Lay out the rows from the line containing "black trousers, placing" through the end of the rows as a Markdown table with the columns Number and Record line, skipping any blank lines.

**Point annotation dataset rows**
* * * * *

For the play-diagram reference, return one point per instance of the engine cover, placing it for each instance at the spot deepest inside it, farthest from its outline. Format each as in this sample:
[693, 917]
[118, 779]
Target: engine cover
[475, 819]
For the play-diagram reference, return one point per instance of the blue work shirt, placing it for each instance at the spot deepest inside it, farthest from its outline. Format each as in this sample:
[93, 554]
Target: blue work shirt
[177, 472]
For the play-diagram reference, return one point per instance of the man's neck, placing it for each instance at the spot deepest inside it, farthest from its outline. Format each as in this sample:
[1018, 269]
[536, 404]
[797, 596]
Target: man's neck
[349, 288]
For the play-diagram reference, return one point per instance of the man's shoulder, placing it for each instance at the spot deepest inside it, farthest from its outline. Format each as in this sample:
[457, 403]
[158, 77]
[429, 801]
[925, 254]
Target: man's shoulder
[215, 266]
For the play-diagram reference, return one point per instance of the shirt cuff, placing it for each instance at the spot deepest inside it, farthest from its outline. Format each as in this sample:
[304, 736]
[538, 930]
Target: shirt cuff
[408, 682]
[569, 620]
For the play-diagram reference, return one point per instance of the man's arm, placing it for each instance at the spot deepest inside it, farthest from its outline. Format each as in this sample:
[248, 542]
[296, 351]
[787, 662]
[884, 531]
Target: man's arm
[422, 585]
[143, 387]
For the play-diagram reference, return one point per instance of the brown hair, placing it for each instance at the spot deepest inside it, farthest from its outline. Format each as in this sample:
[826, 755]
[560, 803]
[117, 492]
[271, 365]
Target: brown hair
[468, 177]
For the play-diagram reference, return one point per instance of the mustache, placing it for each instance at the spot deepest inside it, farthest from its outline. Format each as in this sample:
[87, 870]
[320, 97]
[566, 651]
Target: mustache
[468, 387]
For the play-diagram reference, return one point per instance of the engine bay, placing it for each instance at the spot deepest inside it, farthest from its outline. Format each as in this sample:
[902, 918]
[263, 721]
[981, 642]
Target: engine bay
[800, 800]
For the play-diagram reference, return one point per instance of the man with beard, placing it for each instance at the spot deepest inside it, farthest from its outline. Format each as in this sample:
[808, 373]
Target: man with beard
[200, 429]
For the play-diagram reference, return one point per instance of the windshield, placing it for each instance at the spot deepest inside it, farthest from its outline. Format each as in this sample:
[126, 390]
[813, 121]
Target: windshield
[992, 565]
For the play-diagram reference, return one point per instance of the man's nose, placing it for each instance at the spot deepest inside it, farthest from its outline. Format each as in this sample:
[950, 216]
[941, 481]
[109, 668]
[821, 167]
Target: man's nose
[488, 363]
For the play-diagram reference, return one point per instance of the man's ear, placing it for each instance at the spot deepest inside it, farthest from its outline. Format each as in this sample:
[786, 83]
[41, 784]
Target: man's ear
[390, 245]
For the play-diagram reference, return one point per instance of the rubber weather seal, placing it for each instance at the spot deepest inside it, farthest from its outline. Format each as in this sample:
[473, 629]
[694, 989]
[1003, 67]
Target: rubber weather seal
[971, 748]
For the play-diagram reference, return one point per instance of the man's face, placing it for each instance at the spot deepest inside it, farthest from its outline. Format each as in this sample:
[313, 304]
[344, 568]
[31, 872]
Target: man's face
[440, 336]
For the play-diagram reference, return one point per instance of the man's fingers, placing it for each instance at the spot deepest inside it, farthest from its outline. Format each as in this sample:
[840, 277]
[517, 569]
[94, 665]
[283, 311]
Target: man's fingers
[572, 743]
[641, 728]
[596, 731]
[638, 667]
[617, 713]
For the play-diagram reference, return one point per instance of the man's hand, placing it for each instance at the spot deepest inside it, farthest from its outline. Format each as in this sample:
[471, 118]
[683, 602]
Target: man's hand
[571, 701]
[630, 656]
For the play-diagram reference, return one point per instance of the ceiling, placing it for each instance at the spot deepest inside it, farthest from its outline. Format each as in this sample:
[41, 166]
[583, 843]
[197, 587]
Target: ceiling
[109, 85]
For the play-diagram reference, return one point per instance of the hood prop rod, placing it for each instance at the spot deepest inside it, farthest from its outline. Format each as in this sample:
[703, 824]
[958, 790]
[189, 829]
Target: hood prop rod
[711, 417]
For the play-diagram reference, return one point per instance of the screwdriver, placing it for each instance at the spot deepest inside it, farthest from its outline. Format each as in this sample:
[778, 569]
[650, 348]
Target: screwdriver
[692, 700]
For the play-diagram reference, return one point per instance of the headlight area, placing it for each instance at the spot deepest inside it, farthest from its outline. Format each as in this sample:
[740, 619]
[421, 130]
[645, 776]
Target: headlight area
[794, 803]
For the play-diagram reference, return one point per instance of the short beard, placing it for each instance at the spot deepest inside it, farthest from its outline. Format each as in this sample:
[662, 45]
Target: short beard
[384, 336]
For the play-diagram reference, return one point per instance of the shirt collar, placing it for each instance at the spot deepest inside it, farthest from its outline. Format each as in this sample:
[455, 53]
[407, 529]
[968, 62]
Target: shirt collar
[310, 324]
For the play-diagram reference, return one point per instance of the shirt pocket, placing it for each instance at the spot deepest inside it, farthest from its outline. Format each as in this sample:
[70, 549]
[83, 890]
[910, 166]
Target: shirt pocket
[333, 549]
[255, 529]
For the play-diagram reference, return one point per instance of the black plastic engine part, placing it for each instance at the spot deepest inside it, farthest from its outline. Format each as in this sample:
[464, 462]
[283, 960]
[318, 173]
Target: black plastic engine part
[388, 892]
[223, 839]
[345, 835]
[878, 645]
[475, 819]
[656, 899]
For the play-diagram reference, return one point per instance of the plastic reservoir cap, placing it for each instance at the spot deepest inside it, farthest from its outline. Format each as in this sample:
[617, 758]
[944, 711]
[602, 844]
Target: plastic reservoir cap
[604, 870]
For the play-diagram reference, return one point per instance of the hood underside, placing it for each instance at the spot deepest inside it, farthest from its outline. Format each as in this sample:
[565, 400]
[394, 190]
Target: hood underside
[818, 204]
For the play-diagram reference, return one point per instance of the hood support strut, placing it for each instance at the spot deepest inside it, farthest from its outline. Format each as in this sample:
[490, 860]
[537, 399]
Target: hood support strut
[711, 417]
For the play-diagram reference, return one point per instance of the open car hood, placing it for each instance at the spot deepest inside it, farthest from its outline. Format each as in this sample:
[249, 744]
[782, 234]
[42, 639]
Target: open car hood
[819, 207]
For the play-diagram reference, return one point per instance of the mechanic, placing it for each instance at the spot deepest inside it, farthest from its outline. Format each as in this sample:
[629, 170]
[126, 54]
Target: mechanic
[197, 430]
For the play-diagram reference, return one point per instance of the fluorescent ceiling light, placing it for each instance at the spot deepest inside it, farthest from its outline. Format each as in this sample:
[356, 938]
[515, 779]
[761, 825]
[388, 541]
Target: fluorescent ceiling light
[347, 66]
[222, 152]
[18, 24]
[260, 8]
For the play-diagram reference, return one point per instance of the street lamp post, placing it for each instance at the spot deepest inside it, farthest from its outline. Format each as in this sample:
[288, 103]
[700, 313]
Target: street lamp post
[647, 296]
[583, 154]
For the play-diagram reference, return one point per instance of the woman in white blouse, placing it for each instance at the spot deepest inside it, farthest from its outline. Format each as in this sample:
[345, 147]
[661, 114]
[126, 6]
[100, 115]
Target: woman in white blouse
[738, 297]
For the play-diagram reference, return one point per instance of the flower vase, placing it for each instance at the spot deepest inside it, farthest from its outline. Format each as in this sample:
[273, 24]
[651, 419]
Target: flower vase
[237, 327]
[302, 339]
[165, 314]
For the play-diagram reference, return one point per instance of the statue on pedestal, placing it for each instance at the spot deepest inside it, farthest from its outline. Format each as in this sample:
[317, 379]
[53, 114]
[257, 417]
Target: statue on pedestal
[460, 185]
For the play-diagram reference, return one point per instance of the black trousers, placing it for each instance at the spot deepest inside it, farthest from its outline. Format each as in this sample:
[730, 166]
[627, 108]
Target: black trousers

* * * * *

**Right answer**
| Number | Record line |
|---|---|
| 1 | For the play-diagram reference, return one point per instance of the black trousers, placing it for each instance at the spot deepest inside it, farthest from its outline. Format each as in this sample: |
| 2 | [730, 166] |
| 3 | [627, 108] |
| 4 | Target: black trousers |